WHAT IS BEING ASKED: Once the line containing "Please return the" is found, copy that line and all remaining lines of the records exactly, including the last one, and add nothing.

INPUT DATA:
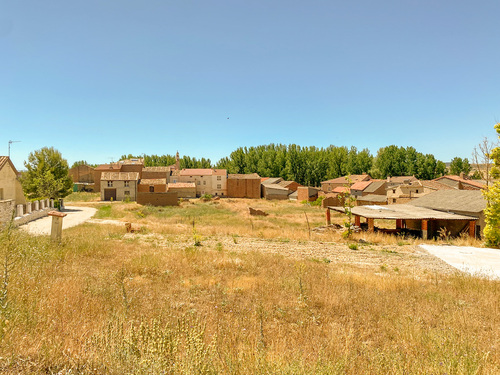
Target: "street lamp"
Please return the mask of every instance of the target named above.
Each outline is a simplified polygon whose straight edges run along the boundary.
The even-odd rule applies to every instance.
[[[10,145],[21,141],[9,141],[9,159],[10,159]]]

TASK ANSWER:
Please return the mask of every instance of the target named above.
Each outline is a simplified polygon whose straight edges run along the boundary.
The even-odd rule applies to every instance.
[[[10,145],[21,141],[9,141],[9,159],[10,159]]]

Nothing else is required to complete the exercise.